EXECUTOR - Steven J. Coker
Subject: EXECUTOR
From: Steven J. Coker
Date: December 22, 1998

Extracted From:
  A LAW DICTIONARY ..., SIXTH EDITION, 1856
  by John Bouvier, CHILDS & PETERSON, PHILADELPHIA


EXECUTOR, trusts. The word executor, taken in its largest sense, has several
acceptations. 

  a. Executor dativus, who is one called an administrator to an intestate. 

  b. Executor testamentarius, or one appointed to the office by the last will of
a testator, and this is what is usually meant by the term. 

In the civil law, the person who is appointed to perform the duties of an
executor as to goods, is called haeres testamentarius; the term executor, it is
said, is a barbarism unknown to that law....

An executor, as the term is at present accepted, is the person to whom the
execution of a last will and testament of personal estate is, by the testator's
appointment, confided, and who has accepted of the same.... 

Generally speaking, all persons who are capable of making wills may be
executors, and some others beside, as infants and married women....

An executor is absolute or qualified; his appointment is absolute when he is
constituted certainly, immediately, and without restriction in regard to the
testator's effects, or limitation in point of time. It may be qualified by
limitation as to the time or place wherein, or the subject matters whereon, the
office is to be exercised; or the creation of the office may be conditional. It
may be qualified.

*RECORDS PROVIDED*.
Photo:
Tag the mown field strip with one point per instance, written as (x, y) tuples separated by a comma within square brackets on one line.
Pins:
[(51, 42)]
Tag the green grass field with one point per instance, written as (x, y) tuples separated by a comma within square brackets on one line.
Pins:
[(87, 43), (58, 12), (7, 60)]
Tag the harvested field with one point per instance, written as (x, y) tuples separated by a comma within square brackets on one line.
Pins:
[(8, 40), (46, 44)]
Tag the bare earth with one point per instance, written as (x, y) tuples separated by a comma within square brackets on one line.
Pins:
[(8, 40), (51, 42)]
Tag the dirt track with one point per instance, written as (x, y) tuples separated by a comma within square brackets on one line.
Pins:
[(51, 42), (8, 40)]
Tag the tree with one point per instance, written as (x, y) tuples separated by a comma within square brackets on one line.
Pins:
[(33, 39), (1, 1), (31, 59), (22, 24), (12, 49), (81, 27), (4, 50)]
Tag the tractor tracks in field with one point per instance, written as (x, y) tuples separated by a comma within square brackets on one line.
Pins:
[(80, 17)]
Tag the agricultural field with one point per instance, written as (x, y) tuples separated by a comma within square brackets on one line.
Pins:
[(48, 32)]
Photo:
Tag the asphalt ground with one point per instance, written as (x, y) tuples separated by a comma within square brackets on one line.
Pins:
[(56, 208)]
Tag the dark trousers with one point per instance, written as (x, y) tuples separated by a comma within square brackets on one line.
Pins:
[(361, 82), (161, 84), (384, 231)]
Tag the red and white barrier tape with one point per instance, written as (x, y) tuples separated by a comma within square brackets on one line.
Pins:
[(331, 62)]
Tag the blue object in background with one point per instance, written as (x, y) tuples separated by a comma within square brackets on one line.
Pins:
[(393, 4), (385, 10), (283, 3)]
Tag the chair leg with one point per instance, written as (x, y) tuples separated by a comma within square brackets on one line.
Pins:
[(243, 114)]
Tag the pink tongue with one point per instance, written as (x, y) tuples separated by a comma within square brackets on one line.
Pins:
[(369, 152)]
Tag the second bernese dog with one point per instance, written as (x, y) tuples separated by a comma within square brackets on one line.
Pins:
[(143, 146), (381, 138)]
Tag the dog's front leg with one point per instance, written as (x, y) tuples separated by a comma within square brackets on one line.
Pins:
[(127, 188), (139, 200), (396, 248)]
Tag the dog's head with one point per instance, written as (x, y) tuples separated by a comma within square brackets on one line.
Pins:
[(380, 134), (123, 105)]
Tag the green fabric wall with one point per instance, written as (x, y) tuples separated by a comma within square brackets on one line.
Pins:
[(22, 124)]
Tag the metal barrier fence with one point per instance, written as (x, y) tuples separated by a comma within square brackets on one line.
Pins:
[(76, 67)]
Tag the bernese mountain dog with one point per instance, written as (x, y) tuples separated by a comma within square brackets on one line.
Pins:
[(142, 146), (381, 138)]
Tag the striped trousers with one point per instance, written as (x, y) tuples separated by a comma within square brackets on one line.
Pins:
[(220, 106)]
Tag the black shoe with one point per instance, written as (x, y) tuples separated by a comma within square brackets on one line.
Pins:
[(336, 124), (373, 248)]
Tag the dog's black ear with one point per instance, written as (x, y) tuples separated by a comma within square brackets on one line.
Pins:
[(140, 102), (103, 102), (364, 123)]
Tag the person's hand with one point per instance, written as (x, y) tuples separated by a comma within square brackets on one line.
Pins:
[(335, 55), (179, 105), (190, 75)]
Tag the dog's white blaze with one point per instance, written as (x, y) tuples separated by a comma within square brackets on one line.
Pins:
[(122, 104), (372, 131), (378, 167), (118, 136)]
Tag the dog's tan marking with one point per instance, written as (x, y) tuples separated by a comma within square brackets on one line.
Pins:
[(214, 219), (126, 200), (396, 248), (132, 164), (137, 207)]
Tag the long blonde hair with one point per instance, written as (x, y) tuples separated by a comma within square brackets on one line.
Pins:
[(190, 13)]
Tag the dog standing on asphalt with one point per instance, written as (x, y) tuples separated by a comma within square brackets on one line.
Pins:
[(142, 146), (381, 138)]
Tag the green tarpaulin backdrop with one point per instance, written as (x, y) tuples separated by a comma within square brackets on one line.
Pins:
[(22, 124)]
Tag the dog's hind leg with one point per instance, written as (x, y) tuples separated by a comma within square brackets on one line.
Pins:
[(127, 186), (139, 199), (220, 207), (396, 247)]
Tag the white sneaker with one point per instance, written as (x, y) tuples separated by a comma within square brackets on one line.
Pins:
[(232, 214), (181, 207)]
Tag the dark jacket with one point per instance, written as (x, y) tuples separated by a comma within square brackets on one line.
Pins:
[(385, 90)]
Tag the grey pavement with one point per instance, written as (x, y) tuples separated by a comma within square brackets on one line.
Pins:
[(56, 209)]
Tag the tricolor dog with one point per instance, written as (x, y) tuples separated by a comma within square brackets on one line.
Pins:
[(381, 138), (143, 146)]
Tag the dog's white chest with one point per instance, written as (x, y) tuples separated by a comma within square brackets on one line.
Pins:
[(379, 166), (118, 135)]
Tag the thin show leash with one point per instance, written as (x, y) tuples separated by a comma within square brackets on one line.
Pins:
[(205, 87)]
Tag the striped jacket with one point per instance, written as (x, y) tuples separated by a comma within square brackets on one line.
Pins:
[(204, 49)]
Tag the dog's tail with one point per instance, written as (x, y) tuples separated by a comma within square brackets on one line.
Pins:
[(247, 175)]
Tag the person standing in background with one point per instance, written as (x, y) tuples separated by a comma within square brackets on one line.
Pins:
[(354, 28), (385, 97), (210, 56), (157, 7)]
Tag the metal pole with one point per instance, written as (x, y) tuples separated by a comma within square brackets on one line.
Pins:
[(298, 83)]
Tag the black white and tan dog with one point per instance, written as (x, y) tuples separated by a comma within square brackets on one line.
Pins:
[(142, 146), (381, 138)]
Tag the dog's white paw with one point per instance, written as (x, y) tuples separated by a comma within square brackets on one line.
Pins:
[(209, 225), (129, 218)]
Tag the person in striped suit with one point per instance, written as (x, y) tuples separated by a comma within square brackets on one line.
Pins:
---
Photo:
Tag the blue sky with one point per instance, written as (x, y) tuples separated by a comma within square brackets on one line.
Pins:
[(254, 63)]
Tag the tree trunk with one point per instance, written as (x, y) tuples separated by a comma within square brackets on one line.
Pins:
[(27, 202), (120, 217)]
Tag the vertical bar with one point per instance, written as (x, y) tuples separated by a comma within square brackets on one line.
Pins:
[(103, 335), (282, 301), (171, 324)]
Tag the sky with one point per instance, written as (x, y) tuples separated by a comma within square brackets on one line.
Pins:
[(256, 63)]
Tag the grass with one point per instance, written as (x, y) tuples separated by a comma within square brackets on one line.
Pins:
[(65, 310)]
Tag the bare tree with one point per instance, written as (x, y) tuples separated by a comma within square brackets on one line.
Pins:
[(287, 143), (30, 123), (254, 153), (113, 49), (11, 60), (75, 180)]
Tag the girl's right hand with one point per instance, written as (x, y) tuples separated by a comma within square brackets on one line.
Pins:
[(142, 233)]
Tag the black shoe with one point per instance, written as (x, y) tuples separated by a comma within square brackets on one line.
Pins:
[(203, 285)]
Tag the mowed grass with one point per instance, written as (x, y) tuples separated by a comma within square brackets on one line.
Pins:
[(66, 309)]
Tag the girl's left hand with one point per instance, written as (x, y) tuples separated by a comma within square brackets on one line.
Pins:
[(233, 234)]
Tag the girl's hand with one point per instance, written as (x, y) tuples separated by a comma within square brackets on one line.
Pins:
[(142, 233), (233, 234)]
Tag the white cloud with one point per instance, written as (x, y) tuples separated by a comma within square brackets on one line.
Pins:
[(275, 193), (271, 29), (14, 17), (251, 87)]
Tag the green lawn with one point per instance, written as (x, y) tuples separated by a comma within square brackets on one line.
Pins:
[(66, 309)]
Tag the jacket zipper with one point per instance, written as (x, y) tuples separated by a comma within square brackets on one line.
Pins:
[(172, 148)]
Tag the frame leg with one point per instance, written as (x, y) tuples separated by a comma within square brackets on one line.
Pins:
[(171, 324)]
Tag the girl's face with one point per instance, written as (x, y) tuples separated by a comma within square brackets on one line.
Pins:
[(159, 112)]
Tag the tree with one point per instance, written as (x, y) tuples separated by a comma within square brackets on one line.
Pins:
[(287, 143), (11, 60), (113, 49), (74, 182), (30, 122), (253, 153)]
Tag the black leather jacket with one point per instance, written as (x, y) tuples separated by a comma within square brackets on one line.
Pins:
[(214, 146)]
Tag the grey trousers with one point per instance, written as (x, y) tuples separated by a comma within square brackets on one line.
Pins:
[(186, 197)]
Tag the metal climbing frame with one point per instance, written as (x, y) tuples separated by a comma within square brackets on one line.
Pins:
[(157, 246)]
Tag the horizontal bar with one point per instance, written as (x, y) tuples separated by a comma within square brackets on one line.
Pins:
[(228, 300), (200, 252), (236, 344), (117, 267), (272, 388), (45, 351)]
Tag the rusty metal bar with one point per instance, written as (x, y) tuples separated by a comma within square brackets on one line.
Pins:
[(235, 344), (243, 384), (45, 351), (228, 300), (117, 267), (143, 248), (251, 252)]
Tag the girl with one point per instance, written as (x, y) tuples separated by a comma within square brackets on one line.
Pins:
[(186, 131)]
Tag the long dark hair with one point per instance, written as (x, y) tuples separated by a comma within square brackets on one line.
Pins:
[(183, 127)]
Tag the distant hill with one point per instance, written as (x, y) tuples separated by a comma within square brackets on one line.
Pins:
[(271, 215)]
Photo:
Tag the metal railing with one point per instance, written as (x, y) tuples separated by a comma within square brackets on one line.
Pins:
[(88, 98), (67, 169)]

*PROBLEMS TO SOLVE*.
1. In the definition of executor, what does the civil law call the person appointed to perform an executor's duties as to goods?
2. Decide whether each statement agrees with the definition of executor, answering yes or no and quoting the words that decide it.
(a) Infants and married women may serve as executors.
(b) The term executor is well established in the civil law.
(c) An executor dativus is appointed by the last will of a testator.
3. Write a continuation of the definition of executor, beginning after its final sentence.

*ANSWER SET*.
1. Haeres testamentarius.

2.
(a) Yes: "and some others beside, as infants and married women"
(b) No: "the term executor, it is said, is a barbarism unknown to that law"
(c) No: "Executor dativus, who is one called an administrator to an intestate"

3.
  a. By limitations in point of time, for the time may be limited when the
person appointed shall begin, or when he shall cease to be executor; as if a man
be appointed executor upon the marriage of testator's daughter.... 

  b. The appointment may be limited to a place; as, if one be appointed executor
of all the testator's goods in the state of Pennsylvania. 

  c. The power of the executor may be limited as to the subject matter upon
which if is to be exercised; as, when a testator appoints A the executor of his
goods and chattels in possession; B, of his choses in action. One may be
appointed executor of one thing only, as of a particular claim or debt due by
bond, and the like.... But although a testator may thus appoint separate
executors of distinct parts of his property, and may divide their authority, yet
quoad the creditors of the testator they are all executors, and act as one
executor, and may be sued as one executor.... The appointment may be
conditional, and the condition may be either precedent or subsequent....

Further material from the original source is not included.